--- start of Dataset records ---

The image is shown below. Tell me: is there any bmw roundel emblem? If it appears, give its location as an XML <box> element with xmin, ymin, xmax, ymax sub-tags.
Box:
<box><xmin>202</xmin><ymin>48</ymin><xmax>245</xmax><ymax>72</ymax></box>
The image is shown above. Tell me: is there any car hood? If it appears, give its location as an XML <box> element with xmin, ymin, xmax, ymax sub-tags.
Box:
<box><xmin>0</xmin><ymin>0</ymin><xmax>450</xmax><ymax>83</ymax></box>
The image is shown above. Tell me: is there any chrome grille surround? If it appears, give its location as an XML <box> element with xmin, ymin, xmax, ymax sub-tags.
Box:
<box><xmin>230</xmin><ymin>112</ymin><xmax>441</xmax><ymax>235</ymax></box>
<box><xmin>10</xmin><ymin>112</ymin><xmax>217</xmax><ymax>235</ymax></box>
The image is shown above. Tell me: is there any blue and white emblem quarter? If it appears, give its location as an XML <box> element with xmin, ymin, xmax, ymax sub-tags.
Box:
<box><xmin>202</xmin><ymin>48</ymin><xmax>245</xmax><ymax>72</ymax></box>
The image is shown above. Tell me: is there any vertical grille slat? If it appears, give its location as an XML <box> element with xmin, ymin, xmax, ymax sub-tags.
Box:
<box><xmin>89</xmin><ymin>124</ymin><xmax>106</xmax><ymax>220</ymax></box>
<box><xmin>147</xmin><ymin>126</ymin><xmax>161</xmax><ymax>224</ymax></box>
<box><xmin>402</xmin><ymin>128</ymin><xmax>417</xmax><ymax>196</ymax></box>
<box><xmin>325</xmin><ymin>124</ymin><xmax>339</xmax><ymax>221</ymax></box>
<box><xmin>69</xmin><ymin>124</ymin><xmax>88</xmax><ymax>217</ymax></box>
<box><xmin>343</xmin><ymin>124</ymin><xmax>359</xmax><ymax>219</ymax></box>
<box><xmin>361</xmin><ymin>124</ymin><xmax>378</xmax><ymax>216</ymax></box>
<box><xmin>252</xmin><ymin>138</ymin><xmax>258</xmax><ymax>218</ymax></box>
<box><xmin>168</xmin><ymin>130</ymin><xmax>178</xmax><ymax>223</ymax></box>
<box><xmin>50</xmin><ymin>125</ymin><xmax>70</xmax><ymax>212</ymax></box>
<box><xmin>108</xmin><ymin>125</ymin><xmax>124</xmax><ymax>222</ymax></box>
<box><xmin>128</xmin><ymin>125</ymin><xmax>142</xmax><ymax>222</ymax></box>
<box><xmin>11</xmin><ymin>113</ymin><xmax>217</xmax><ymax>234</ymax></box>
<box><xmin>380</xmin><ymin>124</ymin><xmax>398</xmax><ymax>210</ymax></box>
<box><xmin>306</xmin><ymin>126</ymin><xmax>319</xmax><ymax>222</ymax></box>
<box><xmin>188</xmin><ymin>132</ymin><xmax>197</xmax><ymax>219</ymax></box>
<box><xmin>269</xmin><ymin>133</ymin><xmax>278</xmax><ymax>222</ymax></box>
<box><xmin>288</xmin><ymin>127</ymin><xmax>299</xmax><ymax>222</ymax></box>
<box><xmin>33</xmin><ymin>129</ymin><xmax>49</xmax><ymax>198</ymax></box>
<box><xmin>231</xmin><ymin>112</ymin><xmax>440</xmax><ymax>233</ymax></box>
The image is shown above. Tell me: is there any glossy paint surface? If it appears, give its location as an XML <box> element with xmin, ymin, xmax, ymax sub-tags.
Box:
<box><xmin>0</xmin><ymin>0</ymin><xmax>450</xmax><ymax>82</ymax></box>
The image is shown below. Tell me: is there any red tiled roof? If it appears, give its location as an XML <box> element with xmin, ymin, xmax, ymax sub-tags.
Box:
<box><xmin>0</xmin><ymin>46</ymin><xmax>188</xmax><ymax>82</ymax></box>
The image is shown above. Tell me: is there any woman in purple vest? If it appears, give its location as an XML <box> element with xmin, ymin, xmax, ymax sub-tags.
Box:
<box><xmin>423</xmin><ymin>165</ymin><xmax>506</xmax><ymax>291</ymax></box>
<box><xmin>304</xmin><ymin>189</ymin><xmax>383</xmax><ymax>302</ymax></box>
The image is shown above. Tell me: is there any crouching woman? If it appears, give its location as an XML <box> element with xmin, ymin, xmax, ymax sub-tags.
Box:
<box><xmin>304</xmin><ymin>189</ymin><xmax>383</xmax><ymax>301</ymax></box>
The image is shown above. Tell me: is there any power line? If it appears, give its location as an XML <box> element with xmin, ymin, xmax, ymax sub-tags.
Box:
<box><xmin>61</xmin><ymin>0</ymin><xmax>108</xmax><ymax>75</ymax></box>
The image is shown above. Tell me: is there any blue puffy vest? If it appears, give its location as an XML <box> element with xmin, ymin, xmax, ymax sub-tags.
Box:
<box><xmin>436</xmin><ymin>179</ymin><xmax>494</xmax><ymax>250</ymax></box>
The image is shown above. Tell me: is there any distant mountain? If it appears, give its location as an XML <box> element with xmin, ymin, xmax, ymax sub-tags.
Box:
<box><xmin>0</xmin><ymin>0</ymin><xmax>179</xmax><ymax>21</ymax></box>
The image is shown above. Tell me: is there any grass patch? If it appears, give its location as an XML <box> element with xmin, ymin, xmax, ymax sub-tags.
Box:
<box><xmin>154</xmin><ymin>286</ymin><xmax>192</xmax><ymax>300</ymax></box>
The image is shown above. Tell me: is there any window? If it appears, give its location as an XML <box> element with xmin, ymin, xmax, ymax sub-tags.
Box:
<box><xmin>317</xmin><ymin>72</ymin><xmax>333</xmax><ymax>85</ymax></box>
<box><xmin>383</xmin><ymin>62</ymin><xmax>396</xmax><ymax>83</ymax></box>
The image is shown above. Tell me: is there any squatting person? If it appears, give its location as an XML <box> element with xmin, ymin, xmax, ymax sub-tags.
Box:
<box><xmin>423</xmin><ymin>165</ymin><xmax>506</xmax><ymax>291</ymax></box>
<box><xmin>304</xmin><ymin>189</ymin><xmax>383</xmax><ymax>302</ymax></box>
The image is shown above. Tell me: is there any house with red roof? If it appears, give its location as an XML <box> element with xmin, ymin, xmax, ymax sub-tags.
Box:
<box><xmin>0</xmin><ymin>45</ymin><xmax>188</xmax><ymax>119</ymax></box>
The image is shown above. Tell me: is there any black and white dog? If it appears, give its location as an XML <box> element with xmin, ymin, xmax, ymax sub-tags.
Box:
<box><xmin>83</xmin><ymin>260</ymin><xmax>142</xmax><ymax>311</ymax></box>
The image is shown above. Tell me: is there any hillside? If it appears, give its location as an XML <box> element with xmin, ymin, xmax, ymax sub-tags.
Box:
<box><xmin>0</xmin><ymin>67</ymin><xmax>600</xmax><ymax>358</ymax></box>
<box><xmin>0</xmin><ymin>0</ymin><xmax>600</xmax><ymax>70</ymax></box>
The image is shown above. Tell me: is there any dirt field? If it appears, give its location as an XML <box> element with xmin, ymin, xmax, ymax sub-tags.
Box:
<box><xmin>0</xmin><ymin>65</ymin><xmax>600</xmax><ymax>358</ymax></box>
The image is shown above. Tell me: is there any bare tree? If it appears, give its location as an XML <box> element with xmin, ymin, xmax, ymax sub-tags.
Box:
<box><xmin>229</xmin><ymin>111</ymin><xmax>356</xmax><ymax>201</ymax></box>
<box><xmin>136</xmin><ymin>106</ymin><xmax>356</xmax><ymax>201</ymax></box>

--- end of Dataset records ---

**Exercise aim:** Count the lines of the material above that contain the string "roof" (case counts), and reply with only that number.

**Solution for this task:** 2